• _DATA FOR PROCESSING_:

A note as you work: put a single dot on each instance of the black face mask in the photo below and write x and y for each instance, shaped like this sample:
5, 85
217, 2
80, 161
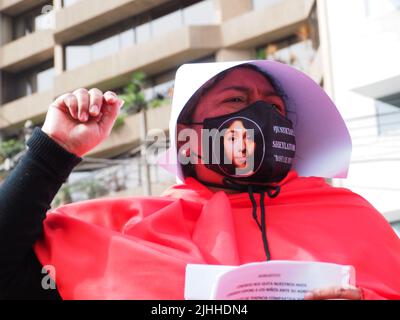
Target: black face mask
263, 153
255, 144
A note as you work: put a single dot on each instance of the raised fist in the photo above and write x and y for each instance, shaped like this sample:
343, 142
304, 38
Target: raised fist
81, 120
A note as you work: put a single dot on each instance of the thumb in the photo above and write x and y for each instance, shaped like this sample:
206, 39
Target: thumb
109, 114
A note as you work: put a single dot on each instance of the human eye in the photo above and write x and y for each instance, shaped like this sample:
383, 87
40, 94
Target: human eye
234, 100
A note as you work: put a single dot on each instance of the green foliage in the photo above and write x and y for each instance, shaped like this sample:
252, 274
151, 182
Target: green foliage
133, 94
135, 100
119, 122
261, 54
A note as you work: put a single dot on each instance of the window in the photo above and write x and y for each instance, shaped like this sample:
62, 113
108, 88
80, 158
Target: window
67, 3
376, 8
388, 114
298, 50
138, 29
258, 4
37, 79
39, 18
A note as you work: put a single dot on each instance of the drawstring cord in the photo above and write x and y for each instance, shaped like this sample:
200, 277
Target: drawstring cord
272, 192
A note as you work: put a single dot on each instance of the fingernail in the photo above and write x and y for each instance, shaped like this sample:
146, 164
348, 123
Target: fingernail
84, 117
94, 109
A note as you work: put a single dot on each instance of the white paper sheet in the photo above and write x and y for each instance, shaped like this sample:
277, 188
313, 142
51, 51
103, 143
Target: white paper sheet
273, 280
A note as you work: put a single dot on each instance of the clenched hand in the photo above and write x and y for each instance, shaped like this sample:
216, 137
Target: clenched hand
81, 120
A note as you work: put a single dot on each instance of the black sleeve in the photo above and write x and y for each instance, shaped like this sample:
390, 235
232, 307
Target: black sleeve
25, 197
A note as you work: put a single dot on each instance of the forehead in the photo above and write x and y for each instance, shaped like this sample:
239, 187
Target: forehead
243, 77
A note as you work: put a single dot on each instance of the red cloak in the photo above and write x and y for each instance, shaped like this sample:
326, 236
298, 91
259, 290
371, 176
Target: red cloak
138, 247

• _WHAT TO DO_: Copy all of the records above word for word, leaving out the pictures.

• _EXERCISE SOLUTION_:
A note as you work: put a single dot on each instance of the black face mask in the photo below and write x and y for each instance, shaped like this sample:
5, 85
217, 2
80, 161
Target: black face mask
263, 153
255, 144
A note as you work: put a single dot on each instance of the raised fist in the photo above and write x and y for each instance, shaped like this sample:
343, 142
304, 38
Target: raised fist
81, 120
A note as you work: put a single dot on each instance of the thumb in the photo above and write x and y for each instance, shaped like this sample:
206, 39
Target: thumb
109, 114
A note as you work: put a single dot on each instance of the human eye in the photo above and write x and y for each instance, shaped like this sample:
383, 87
40, 94
Target: human eye
234, 100
A note as you work: put a single dot on each instance of the green foliage in the photo above and write x and y for each instance, shaped like this sample:
252, 274
151, 182
Target: green foliage
133, 94
135, 100
119, 122
261, 54
A note as you work: put a single dot on each instance of the window in the photo above and write x and y for each instance, shaped like this sample:
62, 113
108, 88
80, 158
Target: window
67, 3
376, 8
388, 114
298, 50
138, 29
258, 4
37, 79
39, 18
A note as you work: put a single dot on each instance of the drawstring cord in the photo above and write x and y for each instance, shaped like this sample:
200, 277
Target: drawstring cord
272, 192
A note as you work: put a single dot on each instance of the fingernail in the photo above and write x and y for each instance, shaped like this sample:
146, 164
348, 123
Target: fingernail
84, 117
94, 109
A note as you work: put a single dot on each instance of the white paper sheet in the photo above and write x and y for each instance, shaped like this sample:
277, 188
313, 142
51, 51
103, 143
Target: white paper sheet
273, 280
A note as you work: put a single dot on each instance of the clenched hand in the photo above and write x and y for each instance, shaped like this sample:
216, 137
Target: clenched hand
81, 120
A note as you work: put a single dot on each instance of the black sleeve in the photo above and write x and y for each instance, shaped like this sample:
390, 235
232, 307
Target: black sleeve
25, 197
A note as you work: put a single dot on each instance of the forehead in the photo above and write x and y for each instance, shaped like this sample:
239, 187
Target: forehead
243, 77
A note as you work: put a single dot on each instance of the red cloak in the photo above and write x and y for each instance, shaped like this sample:
326, 236
298, 91
259, 290
371, 176
Target: red cloak
138, 247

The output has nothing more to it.